## EJERCICIO 1
En la crítica de cine, resume en menos palabras el párrafo que empieza con «ÁNGEL FERNÁNDEZ-SANTOS ENVIADO ESPECIAL» y conserva sus datos principales.

Nueva obra superficial de Alain Tanner y un inesperado gran filme chino de Taiwan
ÁNGEL FERNÁNDEZ-SANTOS ENVIADO ESPECIAL, La ya vieja polémica de los cinéfilos europeos sobre si el suizo Alain Tanner es o no es -como Wim Wenders, Peter Greenaway y otros cineastas famosos- un globo hinchado, un bluff puro y simple, va a tener nuevos elementos de juicio, nos tememos que negativos, con su nuevo filme La muchacha de Rose Hill, que es una brillante epidermis con cine rutinario dentro.
La sorpresa llegó ayer con Ciudad doliente, una larga y complicada película de la China no continental, que confundió a todos con sus enrevesamientos argumentales, pero que causó admiración por la perfección de su desarrollo. Su director, un veterano del cine de Taiwan, se llama Hou Hsiao-hsien, y tiene maneras de maestro.La muchacha de Rose Hill comienza bien: la historia de una joven caribeña de raza negra que llega a una zona, rural suiza para contraer matrimonio con un campesino tosco pero noble, que le dobla la edad. La boda, que ha sido concertada por una agencia muchacha se niega a compartir la cama con el campesino y huye a Ginebra donde, perdida entre las heladas calles, es rescatada por un apuesto joven, que la instala en un hotel. Y la muchacha le paga el favor con la moneda que negó a su viejo mando legal.

## EJERCICIO 2
Filtra las filas y copia cada línea que contenga la cadena "yellow". Las mayúsculas y las minúsculas cuentan.

## REGISTROS GUARDADOS
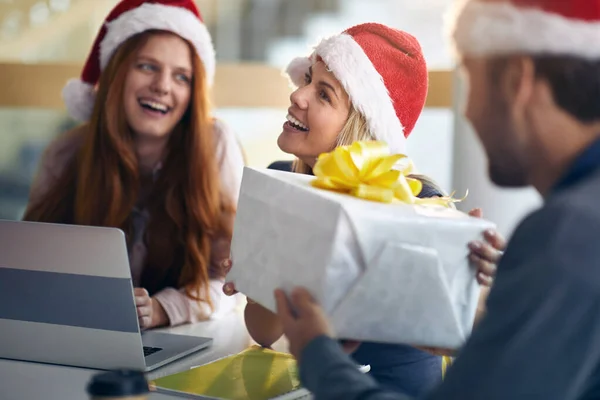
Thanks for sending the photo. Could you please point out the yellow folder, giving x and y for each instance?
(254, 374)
==
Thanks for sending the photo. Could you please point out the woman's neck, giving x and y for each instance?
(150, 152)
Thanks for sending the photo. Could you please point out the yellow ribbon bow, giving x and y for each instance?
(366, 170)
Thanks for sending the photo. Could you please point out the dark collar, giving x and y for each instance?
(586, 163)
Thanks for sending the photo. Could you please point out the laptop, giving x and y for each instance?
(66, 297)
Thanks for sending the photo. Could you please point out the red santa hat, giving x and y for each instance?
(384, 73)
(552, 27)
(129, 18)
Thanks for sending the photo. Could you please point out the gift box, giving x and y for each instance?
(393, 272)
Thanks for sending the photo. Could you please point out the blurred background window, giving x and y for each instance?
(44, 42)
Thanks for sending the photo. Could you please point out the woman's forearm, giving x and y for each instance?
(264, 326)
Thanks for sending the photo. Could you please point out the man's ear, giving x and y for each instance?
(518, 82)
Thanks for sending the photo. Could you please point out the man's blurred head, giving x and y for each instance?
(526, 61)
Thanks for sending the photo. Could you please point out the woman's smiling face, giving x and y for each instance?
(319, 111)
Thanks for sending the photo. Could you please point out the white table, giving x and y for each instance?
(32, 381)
--
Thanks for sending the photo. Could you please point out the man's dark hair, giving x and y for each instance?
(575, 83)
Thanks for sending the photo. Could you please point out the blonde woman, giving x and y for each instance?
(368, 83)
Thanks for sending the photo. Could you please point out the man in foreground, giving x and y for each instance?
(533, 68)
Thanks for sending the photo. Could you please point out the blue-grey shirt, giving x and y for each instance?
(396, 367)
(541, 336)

## RESULTADO 1
Desde hace tiempo, los cinéfilos europeos discuten si el suizo Alain Tanner es un simple bluff, como Wim Wenders, Peter Greenaway y otros cineastas famosos. Su nuevo filme, La muchacha de Rose Hill, aportará a esa polémica nuevos elementos de juicio, probablemente negativos. Es una brillante epidermis con cine rutinario dentro.

## RESULTADO 2
Thanks for sending the photo. Could you please point out the yellow folder, giving x and y for each instance?
Thanks for sending the photo. Could you please point out the yellow ribbon bow, giving x and y for each instance?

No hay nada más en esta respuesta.